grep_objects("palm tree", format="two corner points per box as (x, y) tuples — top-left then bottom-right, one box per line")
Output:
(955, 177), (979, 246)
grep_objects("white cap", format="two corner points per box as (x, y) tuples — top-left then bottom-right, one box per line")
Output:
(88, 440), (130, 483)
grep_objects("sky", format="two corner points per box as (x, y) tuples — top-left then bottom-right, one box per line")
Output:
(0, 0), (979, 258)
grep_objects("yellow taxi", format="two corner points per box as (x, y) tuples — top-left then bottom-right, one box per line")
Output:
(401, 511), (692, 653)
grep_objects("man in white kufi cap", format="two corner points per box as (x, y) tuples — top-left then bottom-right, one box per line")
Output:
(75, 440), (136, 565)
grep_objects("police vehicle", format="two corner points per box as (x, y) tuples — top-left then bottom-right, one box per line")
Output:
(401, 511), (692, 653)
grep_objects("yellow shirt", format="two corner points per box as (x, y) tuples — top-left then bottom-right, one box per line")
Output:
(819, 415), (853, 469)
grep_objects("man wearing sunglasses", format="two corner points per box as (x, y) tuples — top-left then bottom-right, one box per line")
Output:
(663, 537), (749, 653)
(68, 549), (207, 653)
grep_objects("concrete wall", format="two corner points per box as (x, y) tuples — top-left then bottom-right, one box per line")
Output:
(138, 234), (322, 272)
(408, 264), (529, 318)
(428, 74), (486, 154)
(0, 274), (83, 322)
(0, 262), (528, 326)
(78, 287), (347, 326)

▶ Exercício:
Selecione no material todas as linhas que contêm a string "points" e copie-as. A comparação diferencia maiúsculas de minúsculas.

▶ Resposta:
grep_objects("palm tree", format="two corner points per box as (x, y) tuples — top-left then bottom-right, one box per line")
grep_objects("white cap", format="two corner points per box as (x, y) tuples — top-left then bottom-right, one box per line")
grep_objects("sky", format="two corner points per box as (x, y) tuples — top-left then bottom-right, one box per line")
grep_objects("yellow taxi", format="two corner points per box as (x, y) tuples — top-left then bottom-right, one box per line")
grep_objects("man in white kufi cap", format="two corner points per box as (x, y) tuples — top-left then bottom-right, one box per line")
grep_objects("police vehicle", format="two corner points per box as (x, y) tuples — top-left then bottom-right, one box per line")
grep_objects("yellow shirt", format="two corner points per box as (x, y) tuples — top-left then bottom-right, one box per line")
grep_objects("man wearing sunglasses", format="two corner points per box as (x, y) tuples — top-left then bottom-right, one box per line")
grep_objects("concrete wall", format="two corner points per box as (x, y) tuples — top-left then bottom-right, one box per line")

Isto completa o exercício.